TASK INSTRUCTIONS:
- 1) In the forum thread on connecting the 98se machine, rewrite the stretch from "Its an old machine, a" through "done so yet." so that "Compaq" takes the place of "Dell".
- 2) Continue the forum thread about getting the 98se machine onto the internet from the point where it stops.

TEXT SHOWN:

+++

# Please help me connect (98se) to the internet



## john1 (Nov 25, 2000)

Hi,

I'm having trouble connecting a 98se to the internet.
Its an old machine, a 'Dell Xps' It has connected before without problems.

I changed to the BT isp about a year ago, over the last few weeks ive been
trying to get this Dell machine to connect to the internet, with no success.

My other machine (Acer) connects alright, i am using the Acer now.

BT isp provides a 'modem - router' with four ethernet outlets,
the Acer is in one of them, the Dell is in another.

The Acer can see the network of two machines, itself and the Dell.
The Dell can see the network of two machines, itself and the Acer.

The Acer can connect to the internet, the Dell has not done so yet.

Any help or advice would be welcome,

John


----------



## etaf (Oct 2, 2003)

> The Dell can see the network of two machines, itself and the Acer.


 well its connected to the router and can see the other machines 
so it must be something blocking your access

i cant remember all the 98 commands

but try
Winipcfg 
and PING

so you need to get to a command prompt - which I think is under start>accessories>command prompt
then type
Winipcfg

and then try the ping commands

*------------------------------------------------------------------------*
* Ping Tests *
If you cannot access the internet with this PC, then you will need to paste the results into something like notepad and then copy onto a machine that can access the internet and post results here
Save the file to a USB flash drive or other removable media. Plug it into the working computer with internet access and copy the file and paste here.

Type the following command 
*Ping* {plus the number thats shown against the default gateway}
Post back the results
rightclick in the box
select all
enter
control key + C key - to copy
then reply here and 
control key + V to paste

Type the following command
*Ping google.com*
Post back the results
rightclick in the box
select all
enter
control key + C key - to copy
then reply here and 
control key + V to paste

Type the following command
*Ping 209.183.226.152*
post back results
rightclick in the box
select all
enter
control key + C key - to copy
then reply here and 
control key + V to paste


> _*For your information only*
> these tests will check various stages of the connection, the first ping test, *ping default gateway* checks to see if you still have a connection to the router the next two
> *Ping google.com & Ping 209.183.226.152* tests the connection to internet , one by name and one by number which checks that the dns is working_


 
*------------------------------------------------------------------------*


----------



## john1 (Nov 25, 2000)

Hi etaf,

Thank you for your reply.
I am very stuck with this problem.
And very annoyed and upset because this machine has connected Ok for years.
I have read stuff on the net about how to connect until it comes out my ears.

The Dell has 'Zone Alarm' on board, which is now disabled.

I will do as you request, and post the results.

Cheers, John


----------



## john1 (Nov 25, 2000)

some more to come,
takes me a little while, messing about on two machines ...


----------



## etaf (Oct 2, 2003)

+++

RECORD EXCERPTS:
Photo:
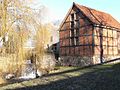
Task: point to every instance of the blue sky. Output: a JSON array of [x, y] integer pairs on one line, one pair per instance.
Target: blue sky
[[58, 8]]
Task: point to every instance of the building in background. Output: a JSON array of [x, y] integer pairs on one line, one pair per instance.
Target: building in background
[[88, 36]]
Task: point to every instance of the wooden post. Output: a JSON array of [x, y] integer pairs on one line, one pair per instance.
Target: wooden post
[[101, 44]]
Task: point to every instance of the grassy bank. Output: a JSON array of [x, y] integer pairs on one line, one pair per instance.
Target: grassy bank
[[102, 77]]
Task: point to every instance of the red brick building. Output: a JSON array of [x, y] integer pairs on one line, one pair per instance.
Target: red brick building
[[88, 36]]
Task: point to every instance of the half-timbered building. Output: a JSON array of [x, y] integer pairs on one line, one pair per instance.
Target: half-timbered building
[[88, 36]]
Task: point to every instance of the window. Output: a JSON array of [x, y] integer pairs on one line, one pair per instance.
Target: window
[[74, 32]]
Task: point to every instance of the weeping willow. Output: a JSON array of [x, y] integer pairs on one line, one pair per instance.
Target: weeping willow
[[15, 19]]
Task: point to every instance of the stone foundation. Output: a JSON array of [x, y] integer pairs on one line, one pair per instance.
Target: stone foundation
[[84, 61]]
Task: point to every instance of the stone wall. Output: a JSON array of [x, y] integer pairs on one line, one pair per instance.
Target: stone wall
[[75, 61]]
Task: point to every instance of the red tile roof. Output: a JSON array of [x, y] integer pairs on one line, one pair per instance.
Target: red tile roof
[[98, 17]]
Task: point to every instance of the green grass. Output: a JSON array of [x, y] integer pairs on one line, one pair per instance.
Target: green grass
[[102, 77]]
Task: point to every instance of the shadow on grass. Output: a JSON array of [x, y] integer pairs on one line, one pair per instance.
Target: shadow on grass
[[107, 78]]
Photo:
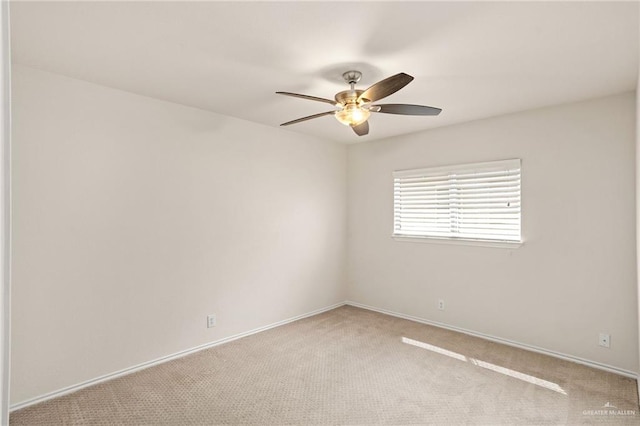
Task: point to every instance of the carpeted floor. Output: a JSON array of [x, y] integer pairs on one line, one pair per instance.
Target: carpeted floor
[[351, 366]]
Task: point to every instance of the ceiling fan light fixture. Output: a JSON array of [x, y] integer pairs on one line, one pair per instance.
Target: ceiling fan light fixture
[[352, 115]]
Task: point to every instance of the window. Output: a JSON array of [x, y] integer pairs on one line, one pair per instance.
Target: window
[[472, 202]]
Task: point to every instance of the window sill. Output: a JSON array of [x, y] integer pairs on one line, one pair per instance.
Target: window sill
[[459, 241]]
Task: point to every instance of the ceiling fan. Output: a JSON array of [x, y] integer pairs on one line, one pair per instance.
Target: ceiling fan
[[355, 106]]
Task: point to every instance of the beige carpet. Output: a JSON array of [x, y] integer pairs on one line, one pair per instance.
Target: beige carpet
[[351, 366]]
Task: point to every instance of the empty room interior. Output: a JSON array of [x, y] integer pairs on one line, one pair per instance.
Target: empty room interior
[[321, 213]]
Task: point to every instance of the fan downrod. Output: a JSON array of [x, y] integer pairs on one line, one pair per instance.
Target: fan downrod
[[352, 76]]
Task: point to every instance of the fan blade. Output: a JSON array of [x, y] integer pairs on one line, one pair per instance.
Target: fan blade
[[311, 98], [405, 109], [308, 118], [386, 87], [361, 129]]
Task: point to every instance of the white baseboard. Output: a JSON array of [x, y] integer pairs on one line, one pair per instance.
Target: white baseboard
[[77, 387], [508, 342]]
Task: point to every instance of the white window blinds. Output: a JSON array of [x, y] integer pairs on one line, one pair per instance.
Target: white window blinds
[[473, 201]]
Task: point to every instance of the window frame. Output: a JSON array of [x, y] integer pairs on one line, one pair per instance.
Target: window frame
[[453, 239]]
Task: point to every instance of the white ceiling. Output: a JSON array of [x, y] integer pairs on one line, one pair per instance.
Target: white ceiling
[[473, 60]]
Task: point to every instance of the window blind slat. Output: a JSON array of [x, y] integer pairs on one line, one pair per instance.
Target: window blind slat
[[477, 201]]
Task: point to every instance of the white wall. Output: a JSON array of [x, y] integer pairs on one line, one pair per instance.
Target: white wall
[[574, 277], [135, 218], [5, 228]]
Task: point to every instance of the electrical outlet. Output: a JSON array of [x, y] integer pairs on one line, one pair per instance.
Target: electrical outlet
[[604, 340], [211, 320]]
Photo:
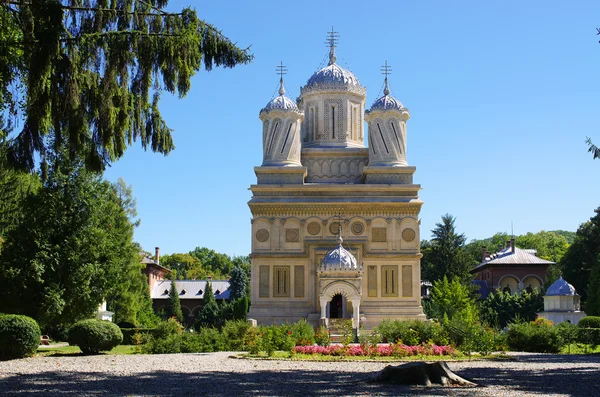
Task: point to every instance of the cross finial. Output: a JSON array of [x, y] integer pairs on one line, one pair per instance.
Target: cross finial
[[386, 70], [281, 70], [340, 218], [332, 39]]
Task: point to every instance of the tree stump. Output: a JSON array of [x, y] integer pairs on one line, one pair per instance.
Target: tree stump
[[420, 373]]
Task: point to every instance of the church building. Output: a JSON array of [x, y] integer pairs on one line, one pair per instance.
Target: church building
[[335, 224]]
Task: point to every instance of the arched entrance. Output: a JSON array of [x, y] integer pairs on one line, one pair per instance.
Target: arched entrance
[[337, 307]]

+++

OUTPUTS:
- 1)
Its an old machine, a 'Compaq Xps' It has connected before without problems.

I changed to the BT isp about a year ago, over the last few weeks ive been
trying to get this Compaq machine to connect to the internet, with no success.

My other machine (Acer) connects alright, i am using the Acer now.

BT isp provides a 'modem - router' with four ethernet outlets,
the Acer is in one of them, the Compaq is in another.

The Acer can see the network of two machines, itself and the Compaq.
The Compaq can see the network of two machines, itself and the Acer.

The Acer can connect to the internet, the Compaq has not done so yet.

- 2)
so that looks OK

and the PING tests

Zone Alarm has been known to cause this type of issue

you could remove
*--------------------------------------------------------------*

* Zonealarm Removal Tool *
The latest versions have the uninstalled included in the installation
run the ZA uninstaller from Start > Programs > ZoneAlarm

If possible, first try to run the universal uninstaller found at the link below. This tool will remove all ZoneAlarm data from your computer: When the download box pops up, choose Save, in the next box choose Save to Desktop. Restart the computer before running the tool.
http://download.zonealarm.com/bin/free/support/Dominica/CLEAN.exe

how to uninstall zonealarm
https://support.zonealarm.com/index...lete-full-uninstall-of-zonealarm-9x-and-below
https://support.zonealarm.com/index...emove-zonealarm-9x-and-below-from-my-computer

*--------------------------------------------------------------*


----------



## john1 (Nov 25, 2000)

another soon ...

*

just seen your last post,
ZA has been disabled.
In previous use on this m/c it has been no problem.

I think my current problem is with the settings on the Dell.

John


----------



## etaf (Oct 2, 2003)

so thats connected to the router - now the other two pings


----------



## john1 (Nov 25, 2000)

Second ping from Dell


----------



## etaf (Oct 2, 2003)

so it can access the internet using an ip address - just see if google ping works


----------



## john1 (Nov 25, 2000)

google ping


----------



## etaf (Oct 2, 2003)

looks like a dns issue as you can ping ip address but not names

try putting 209.183.226.152 into a web browser - wont work exactly - but should open this site

now we need to add google open dns to the adapter

On my Windows 98 SE machine, Control Panel / Network / Configuration 
Select the appropriate network 
"DNS Connections" tab, 
default is "Disable DNS"
it disables manually specifying DNS servers (getting them instead via DHCP). click "Enable DNS" then enter and add

8.8.8.8
8.8.4.4

*------------------------------------------------------------------------*

* Google public DNS *

Google public DNS
http://code.google.com/speed/public-dns/

Theres also a link on how to setup those DNS IP address
http://code.google.com/speed/public-dns/docs/using.html

Then once you have set up those DNS entries

*------------------------------------------------------------------------*


----------



## john1 (Nov 25, 2000)

Hi,
tried it with the number ...


----------



## john1 (Nov 25, 2000)

to use DNS i must specify a host name for my computer


----------



## etaf (Oct 2, 2003)

do the pings again


----------



## john1 (Nov 25, 2000)

before or after i specify a host name for my computer?
And what is its host name anyway?

Any ping in particular?

Do i just make up a name?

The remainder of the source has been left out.